# Objective
Write out the whole angle construction exercise below word for word, keeping every symbol and mark the same.

# Selected excerpt
----------

Exercise (11.1)
1. Construct an angle of $\mathbf{90}{}^\circ $ at the initial point of a given ray and justify the construction.
Ans: The below given steps will be followed to construct an angle of\[90{}^\circ \].
(i) Take the given ray $PQ$. Draw an arc of some radius taking point $P$ as its centre, which intersects $PQ$ at $R$.
(ii) Taking $R$ as a centre and with the same radius as before, draw an arc intersecting the previously drawn arc at $S$.
(iii) Taking $S$ as a centre and with the same radius as before, draw an arc intersecting the arc at $T$(see figure).
(iv) Taking $S$ and $T$ as the centre, draw an arc of the same radius to intersect each other at $U$.
(v) Join $PU$, which is the required ray making \[90{}^\circ \] with the given ray $PQ$.

----------

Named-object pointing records
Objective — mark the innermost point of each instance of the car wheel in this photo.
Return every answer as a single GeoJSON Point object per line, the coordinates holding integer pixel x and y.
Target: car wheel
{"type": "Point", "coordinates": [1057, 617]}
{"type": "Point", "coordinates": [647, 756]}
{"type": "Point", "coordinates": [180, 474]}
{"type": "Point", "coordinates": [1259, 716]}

----------

# Exercise result
Exercise (11.1)
1. Construct an angle of $\mathbf{90}{}^\circ $ at the initial point of a given ray and justify the construction.
Ans: The below given steps will be followed to construct an angle of\[90{}^\circ \].
(i) Take the given ray $PQ$. Draw an arc of some radius taking point $P$ as its centre, which intersects $PQ$ at $R$.
(ii) Taking $R$ as a centre and with the same radius as before, draw an arc intersecting the previously drawn arc at $S$.
(iii) Taking $S$ as a centre and with the same radius as before, draw an arc intersecting the arc at $T$(see figure).
(iv) Taking $S$ and $T$ as the centre, draw an arc of the same radius to intersect each other at $U$.
(v) Join $PU$, which is the required ray making \[90{}^\circ \] with the given ray $PQ$.